:: ENTRIES PROVIDED ::

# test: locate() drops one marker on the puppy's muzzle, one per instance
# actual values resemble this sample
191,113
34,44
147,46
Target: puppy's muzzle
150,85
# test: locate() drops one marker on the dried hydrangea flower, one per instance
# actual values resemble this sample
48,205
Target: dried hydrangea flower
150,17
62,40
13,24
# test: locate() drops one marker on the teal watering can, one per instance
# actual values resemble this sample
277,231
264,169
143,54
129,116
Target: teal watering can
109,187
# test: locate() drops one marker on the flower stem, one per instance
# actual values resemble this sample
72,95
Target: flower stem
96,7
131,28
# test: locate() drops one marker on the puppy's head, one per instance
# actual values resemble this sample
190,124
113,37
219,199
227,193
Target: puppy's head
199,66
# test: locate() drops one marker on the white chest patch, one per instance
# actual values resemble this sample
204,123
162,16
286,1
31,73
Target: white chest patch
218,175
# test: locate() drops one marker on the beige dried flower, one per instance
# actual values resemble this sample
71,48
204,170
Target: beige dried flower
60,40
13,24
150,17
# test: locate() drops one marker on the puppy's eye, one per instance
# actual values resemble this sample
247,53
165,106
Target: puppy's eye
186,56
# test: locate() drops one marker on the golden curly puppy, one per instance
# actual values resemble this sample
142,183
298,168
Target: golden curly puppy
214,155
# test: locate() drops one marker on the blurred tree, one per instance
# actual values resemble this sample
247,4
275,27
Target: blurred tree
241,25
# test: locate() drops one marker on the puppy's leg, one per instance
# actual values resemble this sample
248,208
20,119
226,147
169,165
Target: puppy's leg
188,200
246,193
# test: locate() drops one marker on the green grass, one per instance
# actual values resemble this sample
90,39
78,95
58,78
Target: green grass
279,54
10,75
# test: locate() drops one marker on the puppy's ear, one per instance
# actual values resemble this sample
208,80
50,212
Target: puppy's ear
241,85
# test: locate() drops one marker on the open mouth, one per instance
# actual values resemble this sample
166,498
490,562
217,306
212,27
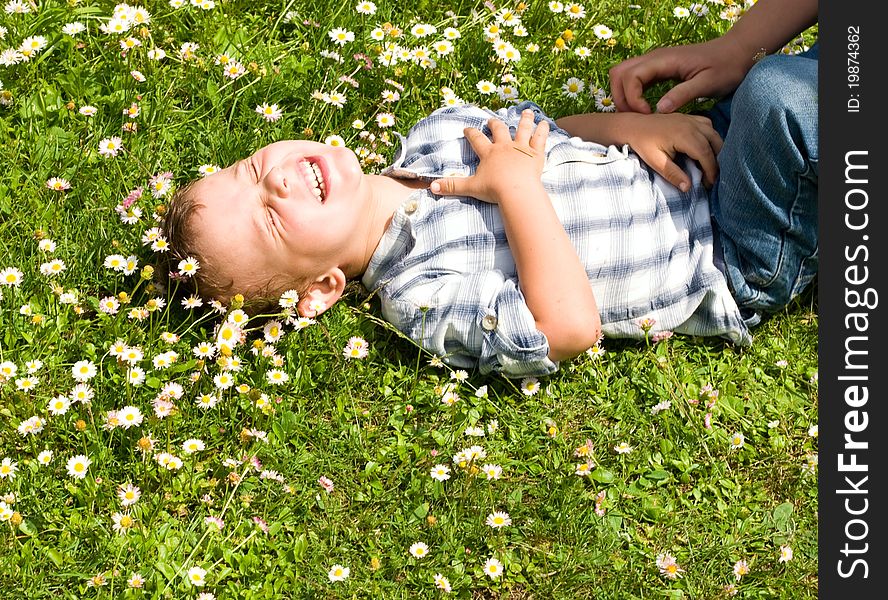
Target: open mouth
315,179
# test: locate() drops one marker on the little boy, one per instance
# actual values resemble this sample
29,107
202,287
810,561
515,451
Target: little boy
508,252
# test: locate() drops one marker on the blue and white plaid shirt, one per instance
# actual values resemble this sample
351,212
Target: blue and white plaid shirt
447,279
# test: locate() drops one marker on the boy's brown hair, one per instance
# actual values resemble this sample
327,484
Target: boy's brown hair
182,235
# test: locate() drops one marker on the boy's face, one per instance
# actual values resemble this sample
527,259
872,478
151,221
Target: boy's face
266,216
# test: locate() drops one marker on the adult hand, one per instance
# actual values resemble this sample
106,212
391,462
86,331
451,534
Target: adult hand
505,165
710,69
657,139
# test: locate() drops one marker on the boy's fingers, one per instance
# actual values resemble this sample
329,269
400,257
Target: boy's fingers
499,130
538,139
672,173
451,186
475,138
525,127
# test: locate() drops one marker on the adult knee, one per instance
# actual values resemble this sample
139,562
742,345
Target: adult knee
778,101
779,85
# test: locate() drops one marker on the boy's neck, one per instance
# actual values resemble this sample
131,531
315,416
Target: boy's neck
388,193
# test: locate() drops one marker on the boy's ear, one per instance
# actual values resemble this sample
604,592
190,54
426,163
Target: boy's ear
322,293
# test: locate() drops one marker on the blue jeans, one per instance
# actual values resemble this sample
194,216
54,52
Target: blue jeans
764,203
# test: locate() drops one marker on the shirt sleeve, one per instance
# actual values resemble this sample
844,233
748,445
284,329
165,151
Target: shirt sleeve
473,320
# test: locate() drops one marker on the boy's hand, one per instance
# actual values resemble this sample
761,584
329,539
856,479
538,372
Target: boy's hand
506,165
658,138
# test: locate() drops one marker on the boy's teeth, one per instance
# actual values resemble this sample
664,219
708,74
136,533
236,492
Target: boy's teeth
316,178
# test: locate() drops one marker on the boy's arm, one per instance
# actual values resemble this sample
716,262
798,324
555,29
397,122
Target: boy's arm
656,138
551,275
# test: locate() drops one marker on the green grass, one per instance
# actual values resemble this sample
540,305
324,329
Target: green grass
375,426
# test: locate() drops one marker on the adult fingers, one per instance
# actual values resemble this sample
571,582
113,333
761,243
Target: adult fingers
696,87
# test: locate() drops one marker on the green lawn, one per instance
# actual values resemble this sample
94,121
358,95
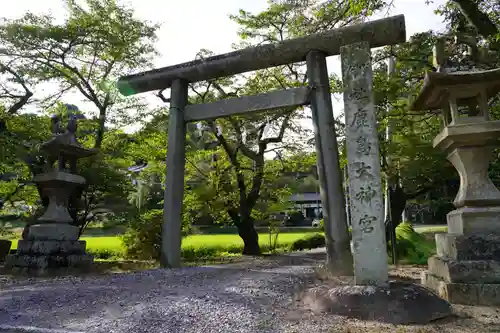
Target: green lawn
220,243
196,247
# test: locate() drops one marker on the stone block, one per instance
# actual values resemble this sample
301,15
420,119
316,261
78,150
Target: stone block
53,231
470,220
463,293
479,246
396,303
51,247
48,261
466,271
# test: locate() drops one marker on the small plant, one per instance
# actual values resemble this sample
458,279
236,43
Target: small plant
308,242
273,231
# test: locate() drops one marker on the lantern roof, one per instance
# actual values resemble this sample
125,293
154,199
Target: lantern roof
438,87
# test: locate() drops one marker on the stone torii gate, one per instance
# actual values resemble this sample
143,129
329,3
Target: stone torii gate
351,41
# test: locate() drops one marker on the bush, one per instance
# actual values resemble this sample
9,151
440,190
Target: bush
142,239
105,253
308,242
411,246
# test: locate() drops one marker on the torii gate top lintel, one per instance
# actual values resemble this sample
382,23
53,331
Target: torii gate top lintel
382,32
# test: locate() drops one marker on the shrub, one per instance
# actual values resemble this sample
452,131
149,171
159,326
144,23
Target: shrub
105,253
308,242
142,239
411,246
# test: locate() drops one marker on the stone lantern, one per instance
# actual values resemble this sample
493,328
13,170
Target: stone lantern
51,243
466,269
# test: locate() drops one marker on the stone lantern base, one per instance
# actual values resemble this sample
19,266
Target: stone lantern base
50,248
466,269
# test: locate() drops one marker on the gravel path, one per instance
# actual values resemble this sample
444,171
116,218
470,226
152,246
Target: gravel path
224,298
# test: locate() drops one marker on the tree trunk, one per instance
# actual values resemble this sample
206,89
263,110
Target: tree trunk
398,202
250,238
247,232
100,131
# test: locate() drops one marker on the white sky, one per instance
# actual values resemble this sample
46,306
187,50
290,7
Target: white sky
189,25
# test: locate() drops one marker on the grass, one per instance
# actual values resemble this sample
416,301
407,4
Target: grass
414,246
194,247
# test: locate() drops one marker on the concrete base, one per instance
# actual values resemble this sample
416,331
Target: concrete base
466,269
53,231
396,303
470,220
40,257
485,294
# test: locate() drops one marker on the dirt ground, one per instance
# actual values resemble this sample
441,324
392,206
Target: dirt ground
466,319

:::
:: ENTRIES PROVIDED ::

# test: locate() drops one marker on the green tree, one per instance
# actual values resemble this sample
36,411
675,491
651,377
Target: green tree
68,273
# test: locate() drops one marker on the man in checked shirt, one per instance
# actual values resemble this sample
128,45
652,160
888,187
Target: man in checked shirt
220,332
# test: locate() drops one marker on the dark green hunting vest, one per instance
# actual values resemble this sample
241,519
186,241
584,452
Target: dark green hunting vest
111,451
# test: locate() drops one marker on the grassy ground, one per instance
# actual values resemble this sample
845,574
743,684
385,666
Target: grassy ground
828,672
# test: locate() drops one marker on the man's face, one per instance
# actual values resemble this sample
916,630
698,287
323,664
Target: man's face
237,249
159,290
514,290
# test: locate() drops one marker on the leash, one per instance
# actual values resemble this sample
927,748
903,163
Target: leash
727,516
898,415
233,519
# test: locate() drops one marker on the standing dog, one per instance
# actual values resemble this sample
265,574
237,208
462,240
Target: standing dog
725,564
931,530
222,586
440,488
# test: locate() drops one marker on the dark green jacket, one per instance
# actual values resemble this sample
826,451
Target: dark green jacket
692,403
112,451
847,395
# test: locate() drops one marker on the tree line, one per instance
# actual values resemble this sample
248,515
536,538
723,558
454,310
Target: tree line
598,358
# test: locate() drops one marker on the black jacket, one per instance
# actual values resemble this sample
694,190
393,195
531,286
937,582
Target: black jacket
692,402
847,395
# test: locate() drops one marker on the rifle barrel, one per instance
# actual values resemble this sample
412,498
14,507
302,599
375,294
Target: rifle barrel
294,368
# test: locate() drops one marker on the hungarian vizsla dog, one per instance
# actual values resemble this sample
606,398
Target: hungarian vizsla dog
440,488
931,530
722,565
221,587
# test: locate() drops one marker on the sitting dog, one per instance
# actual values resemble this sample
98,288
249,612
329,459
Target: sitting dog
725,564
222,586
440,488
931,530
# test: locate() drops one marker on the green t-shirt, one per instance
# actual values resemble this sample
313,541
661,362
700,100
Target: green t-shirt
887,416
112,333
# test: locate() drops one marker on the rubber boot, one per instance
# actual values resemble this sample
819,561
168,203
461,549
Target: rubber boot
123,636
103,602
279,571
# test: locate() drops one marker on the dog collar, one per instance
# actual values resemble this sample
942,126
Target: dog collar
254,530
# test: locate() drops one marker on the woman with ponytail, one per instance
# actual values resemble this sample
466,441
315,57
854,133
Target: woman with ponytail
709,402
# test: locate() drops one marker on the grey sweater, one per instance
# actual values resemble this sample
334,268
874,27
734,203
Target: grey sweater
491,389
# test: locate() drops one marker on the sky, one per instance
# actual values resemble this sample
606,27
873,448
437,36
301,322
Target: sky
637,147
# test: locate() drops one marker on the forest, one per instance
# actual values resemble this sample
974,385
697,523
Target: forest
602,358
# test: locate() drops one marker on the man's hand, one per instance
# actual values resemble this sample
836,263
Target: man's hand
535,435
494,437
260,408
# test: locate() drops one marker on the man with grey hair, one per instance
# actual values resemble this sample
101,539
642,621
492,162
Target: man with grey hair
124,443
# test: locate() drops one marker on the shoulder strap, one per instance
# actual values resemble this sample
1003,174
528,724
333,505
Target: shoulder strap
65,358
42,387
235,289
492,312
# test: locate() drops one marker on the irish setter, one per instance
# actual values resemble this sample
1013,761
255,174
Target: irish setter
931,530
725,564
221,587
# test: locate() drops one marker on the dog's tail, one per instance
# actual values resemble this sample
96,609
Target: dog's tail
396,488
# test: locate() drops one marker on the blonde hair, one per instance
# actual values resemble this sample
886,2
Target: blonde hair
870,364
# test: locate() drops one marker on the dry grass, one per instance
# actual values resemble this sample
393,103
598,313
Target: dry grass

:::
:: ENTRIES PROVIDED ::

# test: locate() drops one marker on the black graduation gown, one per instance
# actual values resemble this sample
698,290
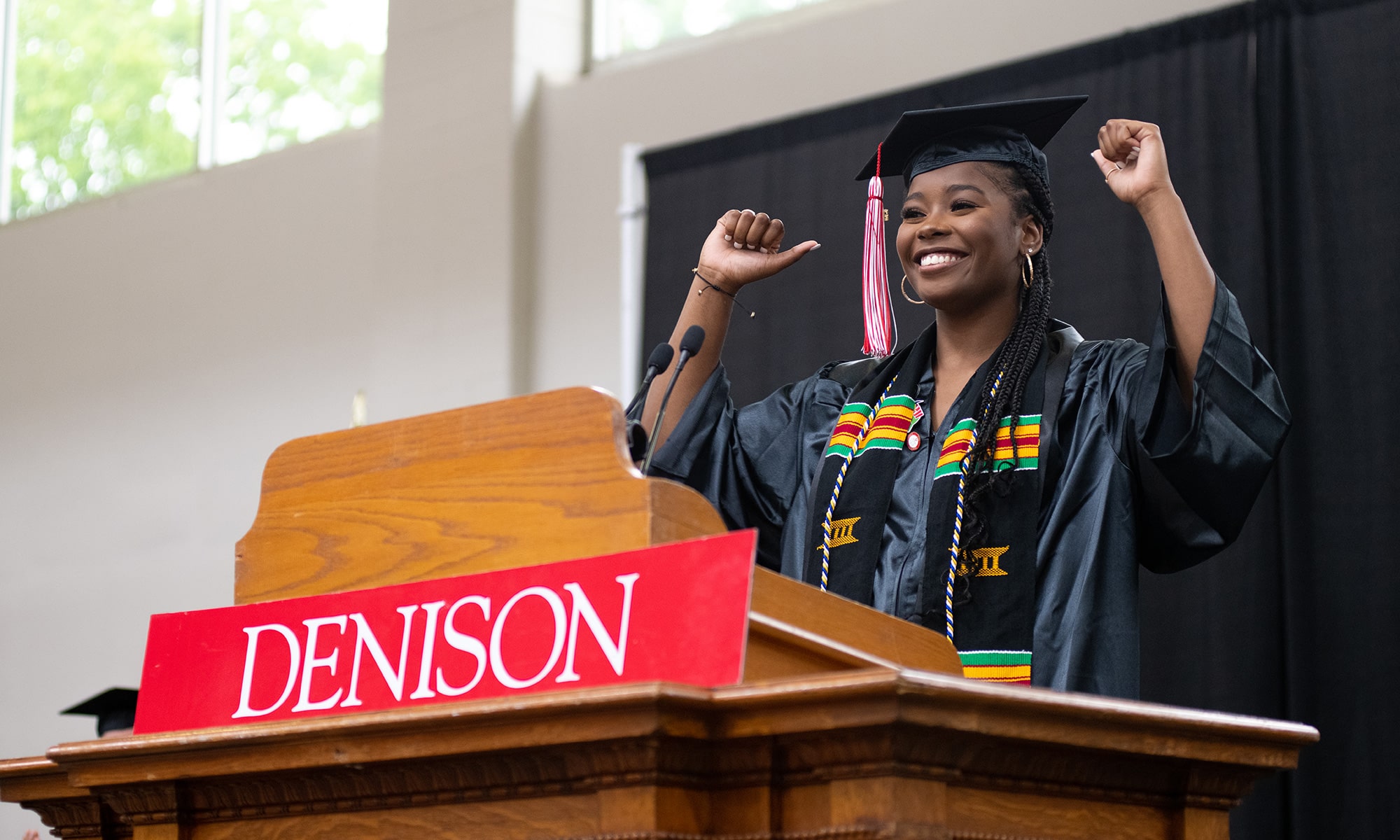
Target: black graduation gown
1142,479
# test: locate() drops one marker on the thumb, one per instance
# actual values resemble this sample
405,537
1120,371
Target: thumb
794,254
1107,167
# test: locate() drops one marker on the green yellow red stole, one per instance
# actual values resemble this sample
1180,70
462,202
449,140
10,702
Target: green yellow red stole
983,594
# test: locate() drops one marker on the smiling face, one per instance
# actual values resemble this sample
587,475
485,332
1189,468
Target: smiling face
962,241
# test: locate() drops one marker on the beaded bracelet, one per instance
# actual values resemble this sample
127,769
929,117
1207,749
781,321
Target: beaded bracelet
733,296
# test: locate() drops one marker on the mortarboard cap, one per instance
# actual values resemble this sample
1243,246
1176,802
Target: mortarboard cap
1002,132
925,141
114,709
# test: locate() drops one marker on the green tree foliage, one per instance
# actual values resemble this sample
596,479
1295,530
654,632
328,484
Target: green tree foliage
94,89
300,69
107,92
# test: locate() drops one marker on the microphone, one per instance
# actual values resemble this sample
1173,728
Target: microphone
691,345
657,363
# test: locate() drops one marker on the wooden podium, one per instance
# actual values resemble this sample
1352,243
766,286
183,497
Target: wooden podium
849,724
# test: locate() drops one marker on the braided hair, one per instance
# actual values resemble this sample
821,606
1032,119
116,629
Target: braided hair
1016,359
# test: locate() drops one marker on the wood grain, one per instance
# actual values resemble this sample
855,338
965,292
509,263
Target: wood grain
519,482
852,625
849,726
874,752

:::

> [TASK STATEMENT]
Only one part of the listing is wanted: the lines from the one containing "# test: locate() drops one marker on the boy's teeth, one" through the one containing "# test: locate() drops one marker on the stone block, one", both included. Please transcribe it exactly, leaving out the pictures.

> [EXERCISE SOLUTION]
# test: locate() drops one marker on the boy's teeth, one per instance
# actual values resemble this sample
664,219
708,74
136,533
236,492
Target: boy's teeth
316,178
# test: locate() drops one marker on the boy's arm, one per instance
# actual values resemble this sample
716,262
798,324
555,29
397,122
Target: boy's arm
656,138
551,275
# test: locate() drops one marker on the green grass, one per instance
# actual values resemble this sample
540,305
324,329
Target: green grass
375,426
# test: locate() drops one marker on the adult fingers, one per instance
# actual values resemble this sample
571,582
113,333
761,243
Target: adult fingers
696,87
# test: locate() drops one marker on the green lawn, one per instance
# actual values resemble this sample
94,121
358,95
Target: green lawn
220,243
196,247
# test: locate() drops one marker on the stone block, one per instance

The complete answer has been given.